▶ QUOTED TEXT

[START]

While traditional lead-acid battery types remain popular and reliable, newer and more innovative lead-acid technologies, as well as alternatives such as lithium-ion (Li-ion) are giving operators opportunities to improve their daily operations and reduce total cost of ownership. Martin Walsh, TPPL product manager EMEA at EnerSys, offers 10 points to consider when seeking to benefit from these new technologies

•  Maximising the vehicles’ time in productive use

Challenge: When using vehicles with traditional batteries in multi-shift operations, production time is lost as discharged batteries must be exchanged. Spare batteries  incur extra cost and space requirements.

Solution: Thin Plate Pure Lead (TPPL) VRLA batteries allow vehicles to be used continuously, even in a multi-shift environment. They accept high charge rates, and allow opportunity charging during natural breaks within a shift; batteries stay within the truck, so swap-out time is eliminated.

•   Charging in situ

Challenge: Flooded cell batteries release oxy-hydrogen gas and acid vapours during charging. Therefore, they must be charged within a dedicated room with extraction capability to avoid health risks and product contamination.

Solution: Choose batteries that do not gas during charging. The cost and space of supplying an equipped charging room is avoided, as is the disruption of vehicles traversing between production, warehouse and charging areas.

•   Controlling maintenance costs

Challenge: Flooded cell batteries have a significant maintenance requirement, with a need for regular water top-ups. These are time-consuming, pose risks for operators and to the factory floor and, in larger facilities, incur substantial water bills.

Solution: More recent VRLA lead-acid types save maintenance time, risk and costs as their internal recombination processes mean that they do not require water top-ups.

•   Minimising energy costs

Challenge: Flooded lead-acid batteries require overcharging levels of 10 to 20% to generate acid mixing and minimise stratification. This adds to the facility’s energy costs and impacts its green footprint.

Solution: Battery technologies available today require lower overcharging, at typically 8 to 10%. Up to 30% energy savings can be achieved by using such batteries with suitable chargers.

•   Reducing replacement rates

Challenge: Ongoing capital costs for traditional batteries are higher than necessary because of their operational life cycle limits.

Solution: Innovative lead-acid batteries offer cost-savings through improved operating life, with expectation of 1500 – 1600 cycles at 60% Depth of Discharge (DoD) for current designs. They are suitable for use in Partial State of Charge (PSoC) applications.

•   Reducing space requirements

Challenge: Compact trucks are required for narrow aisles and other confined areas.

Solution: Plate sizes have reduced from 9mm to just 1mm thickness in some products; this allows 30% space savings compared with equivalent AGM types.

•  Cost and organisation required for battery storage

Challenge: Conventional batteries must be recharged once every six to 12 weeks during storage. Resources are required for monitoring the open circuit voltage of batteries in inventory, and boost charging when necessary.

Solution: Latest-technology lead-acid AGM batteries can be stored for up to two years at 68°F when starting from a fully-charged condition; this reduces the monitoring and boosts charging requirements and cost.

[END]

▶ SHORT PROBLEM A
Reproduce, word for word, the lines of the records from the one containing "point: fish fin" through the last line of the records, with both ends included.
The battery article and the records come from separate, unrelated sources.

▶ RECORDS TO PROCESS
[START]

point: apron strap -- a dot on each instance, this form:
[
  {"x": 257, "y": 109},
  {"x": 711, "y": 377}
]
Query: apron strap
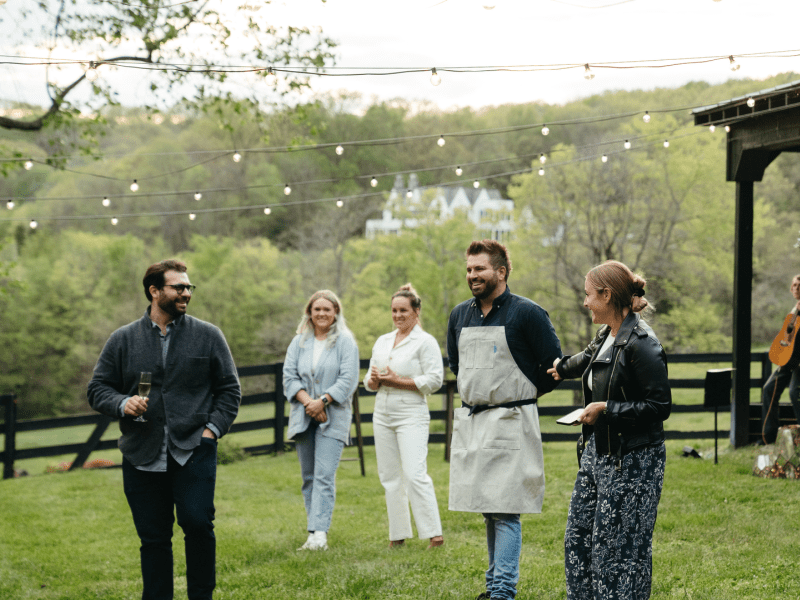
[{"x": 476, "y": 408}]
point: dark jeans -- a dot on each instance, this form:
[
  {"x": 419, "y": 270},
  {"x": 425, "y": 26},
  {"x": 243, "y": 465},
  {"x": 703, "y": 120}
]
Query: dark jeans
[
  {"x": 151, "y": 496},
  {"x": 776, "y": 383}
]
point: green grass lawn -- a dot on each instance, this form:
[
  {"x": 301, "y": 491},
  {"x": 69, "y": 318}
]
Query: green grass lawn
[{"x": 721, "y": 534}]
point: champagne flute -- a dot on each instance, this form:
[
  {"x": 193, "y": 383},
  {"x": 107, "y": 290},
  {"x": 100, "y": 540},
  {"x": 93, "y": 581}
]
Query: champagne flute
[{"x": 145, "y": 381}]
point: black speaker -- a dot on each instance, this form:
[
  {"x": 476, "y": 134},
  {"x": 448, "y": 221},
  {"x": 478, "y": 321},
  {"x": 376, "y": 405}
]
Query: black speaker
[{"x": 717, "y": 388}]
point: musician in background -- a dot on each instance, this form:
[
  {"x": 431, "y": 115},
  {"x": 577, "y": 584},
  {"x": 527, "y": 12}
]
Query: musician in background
[{"x": 777, "y": 382}]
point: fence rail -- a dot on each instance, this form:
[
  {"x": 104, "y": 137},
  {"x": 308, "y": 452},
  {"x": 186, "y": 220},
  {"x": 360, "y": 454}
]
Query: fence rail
[{"x": 277, "y": 424}]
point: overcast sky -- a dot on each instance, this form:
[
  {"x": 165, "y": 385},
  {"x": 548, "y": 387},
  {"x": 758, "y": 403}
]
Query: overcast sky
[{"x": 460, "y": 33}]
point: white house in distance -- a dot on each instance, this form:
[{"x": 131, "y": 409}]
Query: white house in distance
[{"x": 485, "y": 207}]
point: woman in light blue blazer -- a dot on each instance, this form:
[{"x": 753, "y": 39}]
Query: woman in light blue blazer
[{"x": 320, "y": 374}]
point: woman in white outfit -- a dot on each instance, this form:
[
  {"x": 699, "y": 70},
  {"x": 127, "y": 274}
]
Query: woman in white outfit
[{"x": 406, "y": 365}]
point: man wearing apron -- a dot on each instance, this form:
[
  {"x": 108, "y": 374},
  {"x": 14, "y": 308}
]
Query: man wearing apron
[{"x": 499, "y": 346}]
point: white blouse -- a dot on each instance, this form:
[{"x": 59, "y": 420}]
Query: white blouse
[{"x": 418, "y": 356}]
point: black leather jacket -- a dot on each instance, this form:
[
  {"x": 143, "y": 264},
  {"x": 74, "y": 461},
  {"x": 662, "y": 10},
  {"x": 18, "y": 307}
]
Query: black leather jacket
[{"x": 632, "y": 380}]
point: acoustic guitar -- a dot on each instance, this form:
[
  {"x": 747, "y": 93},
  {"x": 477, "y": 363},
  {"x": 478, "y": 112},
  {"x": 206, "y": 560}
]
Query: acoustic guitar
[{"x": 784, "y": 352}]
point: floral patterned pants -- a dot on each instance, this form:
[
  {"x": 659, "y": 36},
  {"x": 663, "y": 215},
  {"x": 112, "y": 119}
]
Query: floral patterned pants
[{"x": 608, "y": 545}]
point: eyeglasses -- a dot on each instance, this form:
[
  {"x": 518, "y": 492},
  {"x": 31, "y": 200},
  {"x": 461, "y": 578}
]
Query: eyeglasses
[{"x": 180, "y": 287}]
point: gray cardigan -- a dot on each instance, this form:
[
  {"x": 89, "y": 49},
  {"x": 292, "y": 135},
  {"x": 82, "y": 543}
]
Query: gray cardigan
[{"x": 197, "y": 385}]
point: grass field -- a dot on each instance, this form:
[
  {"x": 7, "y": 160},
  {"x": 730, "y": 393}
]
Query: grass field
[{"x": 721, "y": 534}]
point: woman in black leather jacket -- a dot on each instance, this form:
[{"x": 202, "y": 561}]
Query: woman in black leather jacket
[{"x": 612, "y": 513}]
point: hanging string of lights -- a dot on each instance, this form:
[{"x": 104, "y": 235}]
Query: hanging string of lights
[{"x": 339, "y": 201}]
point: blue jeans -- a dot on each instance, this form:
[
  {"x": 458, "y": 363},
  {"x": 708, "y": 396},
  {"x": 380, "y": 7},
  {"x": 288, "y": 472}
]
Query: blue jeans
[
  {"x": 504, "y": 541},
  {"x": 189, "y": 491},
  {"x": 319, "y": 458}
]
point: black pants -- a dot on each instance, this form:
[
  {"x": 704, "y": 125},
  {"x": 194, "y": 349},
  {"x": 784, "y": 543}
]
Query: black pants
[
  {"x": 775, "y": 385},
  {"x": 190, "y": 490}
]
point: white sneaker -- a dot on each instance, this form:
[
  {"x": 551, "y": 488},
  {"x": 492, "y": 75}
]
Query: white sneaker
[
  {"x": 320, "y": 541},
  {"x": 309, "y": 545}
]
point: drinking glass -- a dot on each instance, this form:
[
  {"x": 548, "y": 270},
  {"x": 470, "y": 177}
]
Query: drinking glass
[{"x": 145, "y": 381}]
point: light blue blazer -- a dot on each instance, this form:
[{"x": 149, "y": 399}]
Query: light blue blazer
[{"x": 336, "y": 374}]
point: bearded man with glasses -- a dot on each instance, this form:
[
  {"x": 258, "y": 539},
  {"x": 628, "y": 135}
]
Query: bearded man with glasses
[{"x": 169, "y": 435}]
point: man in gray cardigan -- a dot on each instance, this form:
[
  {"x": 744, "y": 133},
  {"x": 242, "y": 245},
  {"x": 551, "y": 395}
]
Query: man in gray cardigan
[{"x": 169, "y": 458}]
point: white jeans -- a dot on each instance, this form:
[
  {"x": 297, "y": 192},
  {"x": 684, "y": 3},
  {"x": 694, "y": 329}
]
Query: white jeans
[{"x": 401, "y": 446}]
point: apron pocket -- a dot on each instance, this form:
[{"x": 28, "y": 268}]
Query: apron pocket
[{"x": 503, "y": 428}]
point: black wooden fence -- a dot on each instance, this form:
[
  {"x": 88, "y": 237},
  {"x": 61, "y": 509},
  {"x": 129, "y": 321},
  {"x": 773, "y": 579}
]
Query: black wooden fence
[{"x": 278, "y": 423}]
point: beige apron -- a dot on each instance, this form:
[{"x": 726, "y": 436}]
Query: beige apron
[{"x": 496, "y": 462}]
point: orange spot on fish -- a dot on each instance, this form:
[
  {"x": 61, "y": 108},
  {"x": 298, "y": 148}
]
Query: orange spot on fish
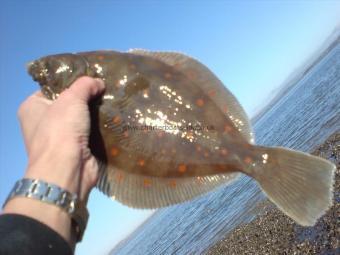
[
  {"x": 200, "y": 102},
  {"x": 147, "y": 182},
  {"x": 177, "y": 65},
  {"x": 199, "y": 180},
  {"x": 220, "y": 167},
  {"x": 172, "y": 183},
  {"x": 190, "y": 135},
  {"x": 227, "y": 128},
  {"x": 212, "y": 93},
  {"x": 191, "y": 74},
  {"x": 114, "y": 151},
  {"x": 167, "y": 76},
  {"x": 248, "y": 160},
  {"x": 119, "y": 177},
  {"x": 182, "y": 168},
  {"x": 141, "y": 162},
  {"x": 224, "y": 152},
  {"x": 116, "y": 119},
  {"x": 132, "y": 66},
  {"x": 161, "y": 134}
]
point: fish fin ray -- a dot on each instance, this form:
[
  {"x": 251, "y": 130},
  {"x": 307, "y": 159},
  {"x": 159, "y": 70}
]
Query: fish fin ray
[
  {"x": 301, "y": 185},
  {"x": 131, "y": 190},
  {"x": 207, "y": 82}
]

[END]

▶ SHORT PROBLEM B
Transcribe the battery article word for word, between "Solution: Thin Plate" and "time is eliminated.", inclusive.

▶ FINISHED ANSWER A
point: fish fin ray -- a dot on each instance, this form:
[
  {"x": 251, "y": 130},
  {"x": 307, "y": 159},
  {"x": 159, "y": 70}
]
Query: fish fin ray
[
  {"x": 301, "y": 185},
  {"x": 131, "y": 190},
  {"x": 207, "y": 82}
]

▶ FINISHED ANSWER B
Solution: Thin Plate Pure Lead (TPPL) VRLA batteries allow vehicles to be used continuously, even in a multi-shift environment. They accept high charge rates, and allow opportunity charging during natural breaks within a shift; batteries stay within the truck, so swap-out time is eliminated.